--- START ---

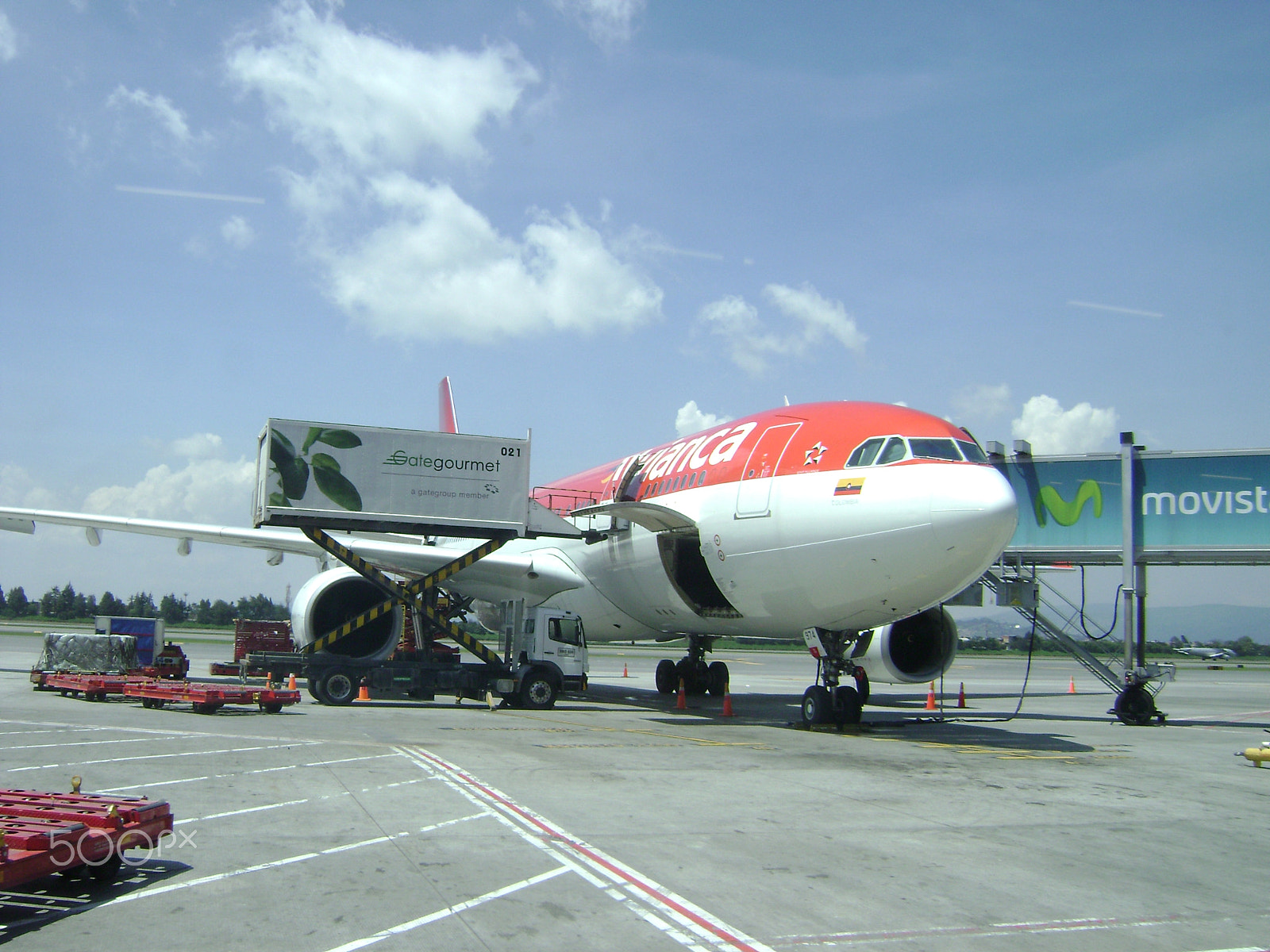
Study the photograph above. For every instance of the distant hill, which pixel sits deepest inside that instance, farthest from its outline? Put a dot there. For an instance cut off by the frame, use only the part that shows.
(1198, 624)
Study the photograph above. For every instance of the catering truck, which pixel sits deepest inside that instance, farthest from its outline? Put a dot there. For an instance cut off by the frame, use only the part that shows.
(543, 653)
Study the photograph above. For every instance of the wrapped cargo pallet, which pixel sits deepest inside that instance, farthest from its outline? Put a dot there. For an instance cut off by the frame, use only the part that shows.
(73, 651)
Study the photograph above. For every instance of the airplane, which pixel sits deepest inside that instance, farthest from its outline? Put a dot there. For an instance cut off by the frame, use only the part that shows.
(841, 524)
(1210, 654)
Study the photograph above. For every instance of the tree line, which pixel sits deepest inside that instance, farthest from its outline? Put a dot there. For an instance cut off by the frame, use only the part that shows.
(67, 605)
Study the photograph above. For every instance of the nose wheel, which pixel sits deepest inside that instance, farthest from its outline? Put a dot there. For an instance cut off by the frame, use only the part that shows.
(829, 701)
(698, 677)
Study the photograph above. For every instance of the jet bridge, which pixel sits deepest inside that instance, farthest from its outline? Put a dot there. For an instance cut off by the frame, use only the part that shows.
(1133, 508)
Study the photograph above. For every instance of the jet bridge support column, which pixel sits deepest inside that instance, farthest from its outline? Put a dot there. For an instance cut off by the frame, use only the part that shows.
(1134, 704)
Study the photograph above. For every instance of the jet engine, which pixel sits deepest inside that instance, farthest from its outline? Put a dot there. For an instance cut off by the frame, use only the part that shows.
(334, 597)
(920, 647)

--- END ---

• **About this task**: The response must consist of the entries above exactly as they stand, minus any pictures.

• **Result of this task**:
Study the photograph above. For every instance of the distant hill, which pixel sits deepest inside that instance, farthest from its outline? Put a dot there. For an instance cut off by the frame, use only the part that shows.
(1198, 624)
Study the photograph above. For every instance of the catering truck, which pixel sits deepest inside that instance, farthest from its outline? Put a dot there. For an instance cut off by the frame, use only the part that shows.
(543, 653)
Study the photograph above. For every instance of the wrapped cargo pallet, which pixel sits deepest inside that instance, farthest from its outline? Put a dot there. For an instance cut off by the frame, use only the part that shows.
(73, 651)
Study the photograph above. For every instance of the airplane, which pixel sits deepest inside that instance, farthest from its outline? Put a dot there. For an instance cut off by the frame, use only the part that shows.
(841, 524)
(1210, 654)
Study the photograph above. For every instance of the tree line, which pixel sits deepest inside that instance, farthest from its outline? Put a dot there. For an instance cut off by the frame, use only the part that shows.
(67, 605)
Study the photograph above. For every instance of the nose wheel, which pixel sits deepest inside that instance, farthest from its outline? Put a dot there. For an instance cut off by the frame, use only the part that shows.
(829, 701)
(698, 677)
Study the photograph above. For every instance of the jet bridge, which pixel sits deepest inside that instance, farthest from its outline? Put a dot there. For an instance cut off by the frame, use only the part that shows.
(1133, 508)
Study the photograph above. For every instance of the jet bridge support column, which pixel sits deepest inside that instance, farthest from its outline? Put a dot there. For an instance cut off by the frame, use only the part that shows.
(1134, 704)
Study the photograph above. For every instance of the jet engine, which pixel sits deepest inside that instance, farthest from its outline? Put a dot there. For an instance cut off by the frame, use only the part that shows.
(334, 597)
(920, 647)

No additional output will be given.